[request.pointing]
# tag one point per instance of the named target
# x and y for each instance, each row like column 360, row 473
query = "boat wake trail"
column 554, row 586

* **Exercise details**
Copy the records out again word for word.

* **Answer for the task**
[request.pointing]
# tag one point per instance of the named target
# x and y for each instance, each row like column 360, row 473
query = "boat wake trail"
column 554, row 586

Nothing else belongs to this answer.